Task requirements
Edit the items below by replacing every occurrence of "that would be appreciated" with "it would help", and leave all other text unchanged.

Task data
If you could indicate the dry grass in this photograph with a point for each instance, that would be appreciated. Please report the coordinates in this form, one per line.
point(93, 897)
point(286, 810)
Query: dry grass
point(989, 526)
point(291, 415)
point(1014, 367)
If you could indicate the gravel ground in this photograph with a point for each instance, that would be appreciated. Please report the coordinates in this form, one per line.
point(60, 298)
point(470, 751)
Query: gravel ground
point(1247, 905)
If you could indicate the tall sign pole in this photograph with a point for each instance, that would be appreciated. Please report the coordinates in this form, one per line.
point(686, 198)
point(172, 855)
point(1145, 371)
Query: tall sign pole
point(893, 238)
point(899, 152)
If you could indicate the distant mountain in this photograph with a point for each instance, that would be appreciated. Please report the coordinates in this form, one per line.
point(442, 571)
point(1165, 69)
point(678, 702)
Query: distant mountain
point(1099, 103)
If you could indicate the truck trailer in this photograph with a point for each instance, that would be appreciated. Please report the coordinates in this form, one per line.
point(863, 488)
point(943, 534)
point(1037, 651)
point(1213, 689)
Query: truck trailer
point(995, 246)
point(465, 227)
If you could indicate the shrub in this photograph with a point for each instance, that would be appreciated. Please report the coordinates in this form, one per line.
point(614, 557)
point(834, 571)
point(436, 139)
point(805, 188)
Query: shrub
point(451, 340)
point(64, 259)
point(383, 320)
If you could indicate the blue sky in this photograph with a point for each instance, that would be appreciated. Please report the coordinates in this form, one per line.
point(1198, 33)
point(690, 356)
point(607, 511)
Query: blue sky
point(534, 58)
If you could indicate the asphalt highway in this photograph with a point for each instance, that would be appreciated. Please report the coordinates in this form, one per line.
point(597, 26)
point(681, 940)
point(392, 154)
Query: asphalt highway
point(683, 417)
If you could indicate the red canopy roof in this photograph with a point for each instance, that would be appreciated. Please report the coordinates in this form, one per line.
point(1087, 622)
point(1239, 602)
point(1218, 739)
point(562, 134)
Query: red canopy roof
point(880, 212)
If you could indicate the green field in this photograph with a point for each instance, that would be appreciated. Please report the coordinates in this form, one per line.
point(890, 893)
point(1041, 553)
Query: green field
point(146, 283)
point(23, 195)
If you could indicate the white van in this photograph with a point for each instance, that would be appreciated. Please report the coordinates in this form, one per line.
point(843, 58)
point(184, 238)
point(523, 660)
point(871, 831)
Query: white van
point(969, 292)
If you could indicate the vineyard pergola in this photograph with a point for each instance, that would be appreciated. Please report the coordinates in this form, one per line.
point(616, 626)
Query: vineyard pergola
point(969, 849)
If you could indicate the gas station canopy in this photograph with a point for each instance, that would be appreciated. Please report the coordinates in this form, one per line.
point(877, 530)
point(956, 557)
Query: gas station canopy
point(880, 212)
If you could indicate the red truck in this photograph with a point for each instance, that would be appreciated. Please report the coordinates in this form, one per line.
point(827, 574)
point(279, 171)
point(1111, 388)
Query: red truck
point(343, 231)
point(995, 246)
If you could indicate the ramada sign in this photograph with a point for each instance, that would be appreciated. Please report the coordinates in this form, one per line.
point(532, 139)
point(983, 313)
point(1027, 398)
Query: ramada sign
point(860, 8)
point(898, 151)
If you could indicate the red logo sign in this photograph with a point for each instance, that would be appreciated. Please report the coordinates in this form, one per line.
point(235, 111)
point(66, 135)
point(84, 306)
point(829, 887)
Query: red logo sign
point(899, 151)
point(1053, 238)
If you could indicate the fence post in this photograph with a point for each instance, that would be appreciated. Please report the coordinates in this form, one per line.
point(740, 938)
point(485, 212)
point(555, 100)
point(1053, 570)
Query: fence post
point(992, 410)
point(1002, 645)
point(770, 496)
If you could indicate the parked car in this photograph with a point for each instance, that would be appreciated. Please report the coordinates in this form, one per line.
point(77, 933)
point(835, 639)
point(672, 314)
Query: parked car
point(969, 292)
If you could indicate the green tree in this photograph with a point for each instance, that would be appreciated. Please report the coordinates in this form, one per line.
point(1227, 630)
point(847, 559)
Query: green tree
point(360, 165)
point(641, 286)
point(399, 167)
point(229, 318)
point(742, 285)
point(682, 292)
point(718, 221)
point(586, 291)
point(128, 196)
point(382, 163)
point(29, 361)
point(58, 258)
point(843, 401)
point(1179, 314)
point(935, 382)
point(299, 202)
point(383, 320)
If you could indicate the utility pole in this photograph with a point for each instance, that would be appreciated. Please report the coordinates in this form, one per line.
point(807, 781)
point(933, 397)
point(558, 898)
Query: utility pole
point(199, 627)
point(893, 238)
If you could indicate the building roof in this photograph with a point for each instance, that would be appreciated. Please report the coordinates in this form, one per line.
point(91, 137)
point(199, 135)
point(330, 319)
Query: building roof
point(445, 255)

Final result
If you could indicate the dry grass in this photograph with a point for each instance, it would help. Please report the coordinates in this form, one per line.
point(93, 897)
point(286, 810)
Query: dry grass
point(989, 526)
point(291, 415)
point(1014, 367)
If you could indicate the gravel ground in this photograph with a point for each instance, it would help. Please report the coordinates in this form, one per line.
point(60, 298)
point(470, 751)
Query: gravel ground
point(1247, 905)
If you could indicate the tall sign pole in this photograph with a point for each instance, it would help. Please report the coordinates in this form, one per line.
point(686, 198)
point(172, 855)
point(1145, 371)
Query: tall sign pole
point(893, 238)
point(899, 152)
If you could indicate the distant mountain in this photograph with a point for each instance, it would help. Please report the coordinates in this form, one per line.
point(442, 571)
point(1165, 69)
point(678, 702)
Query: distant mountain
point(1099, 103)
If you could indicate the truck trailer in this photograph with a point for each instance, it would help. Please report the coordinates in this form, one per line.
point(863, 488)
point(943, 534)
point(1037, 651)
point(1213, 689)
Query: truck trailer
point(995, 246)
point(465, 227)
If you could indicate the shrub in this photograph with a point for each instance, it would help. Please report the coordinates in this form, one per line.
point(614, 557)
point(834, 571)
point(436, 139)
point(805, 188)
Query: shrub
point(451, 340)
point(64, 259)
point(383, 320)
If you could indicate the blue sky in this photograph with a point for each instance, it would help. Please report the coordinates in this form, one per line.
point(1198, 33)
point(690, 356)
point(607, 511)
Query: blue sky
point(534, 58)
If you could indicate the asphalt highway in this photograph with a point for each instance, it would help. Please report the coordinates in this form, one per line.
point(597, 26)
point(681, 940)
point(392, 154)
Query: asphalt highway
point(683, 417)
If you could indicate the red canopy roof in this photograph with a point for each instance, it would help. Please report the coordinates in this form, one per line.
point(1087, 622)
point(1239, 602)
point(1218, 739)
point(562, 134)
Query: red canopy roof
point(880, 212)
If you could indicate the green field in this photograph with a point for each instance, it would help. Please report the coordinates in this form, one per line.
point(890, 893)
point(1041, 553)
Query: green field
point(146, 283)
point(23, 195)
If you could indicate the white van in this photograph with a point for each instance, it would help. Please report the coordinates in this form, one per line.
point(843, 58)
point(184, 238)
point(523, 660)
point(871, 831)
Query: white van
point(969, 292)
If you could indicate the vineyard pergola in this photograph with a point for each instance, it would help. Please report the coordinates in this form, one per line.
point(616, 626)
Query: vineyard pergola
point(969, 849)
If you could indicate the gas station canopy in this photograph with a point for each instance, it would help. Please report the coordinates in this form, one per line.
point(877, 530)
point(956, 557)
Query: gas station canopy
point(880, 212)
If you could indicate the red truck in this photograph with a point for each instance, it would help. Please report the coordinates in this form, one per line.
point(827, 574)
point(279, 171)
point(1111, 388)
Query: red truck
point(343, 231)
point(995, 246)
If you could indicate the ramada sign in this photograph with a point for each instance, it would help. Please report the coordinates in this form, one per line.
point(532, 139)
point(983, 313)
point(1027, 398)
Query: ramada sign
point(860, 8)
point(898, 151)
If you could indicate the red logo sign in this photograph with a point for each instance, it would help. Please report the coordinates in this form, one per line.
point(235, 111)
point(66, 135)
point(84, 306)
point(829, 887)
Query: red logo sign
point(899, 151)
point(1053, 238)
If you could indicate the fence post in this photograph with a point for each instance, it would help. Please report the coordinates in this form, one per line.
point(740, 938)
point(485, 212)
point(555, 100)
point(1053, 570)
Query: fence post
point(992, 410)
point(1002, 645)
point(770, 496)
If you could indicate the parked car in this photograph with a point for each instance, it would help. Please report the coordinates in this form, one per line.
point(77, 933)
point(835, 639)
point(672, 314)
Query: parked car
point(969, 292)
If you could indicate the green tree in this photograph with a point for each instance, it would help. Please report the coordinates in this form, one per line.
point(1227, 630)
point(847, 559)
Query: green tree
point(360, 165)
point(641, 286)
point(399, 167)
point(229, 318)
point(742, 285)
point(682, 292)
point(718, 221)
point(586, 291)
point(128, 196)
point(382, 163)
point(29, 361)
point(58, 258)
point(843, 401)
point(1179, 314)
point(935, 382)
point(299, 202)
point(383, 320)
If you could indicate the utility pole in this photograph with a point for each instance, it would help. Please report the coordinates in this form, one per line.
point(807, 781)
point(933, 397)
point(558, 898)
Query: utility pole
point(199, 627)
point(893, 238)
If you could indicate the building roof in this photograph with a point for each instance, it would help. Please report the coordinates in this form, one per line.
point(91, 137)
point(199, 135)
point(330, 319)
Query: building roof
point(445, 255)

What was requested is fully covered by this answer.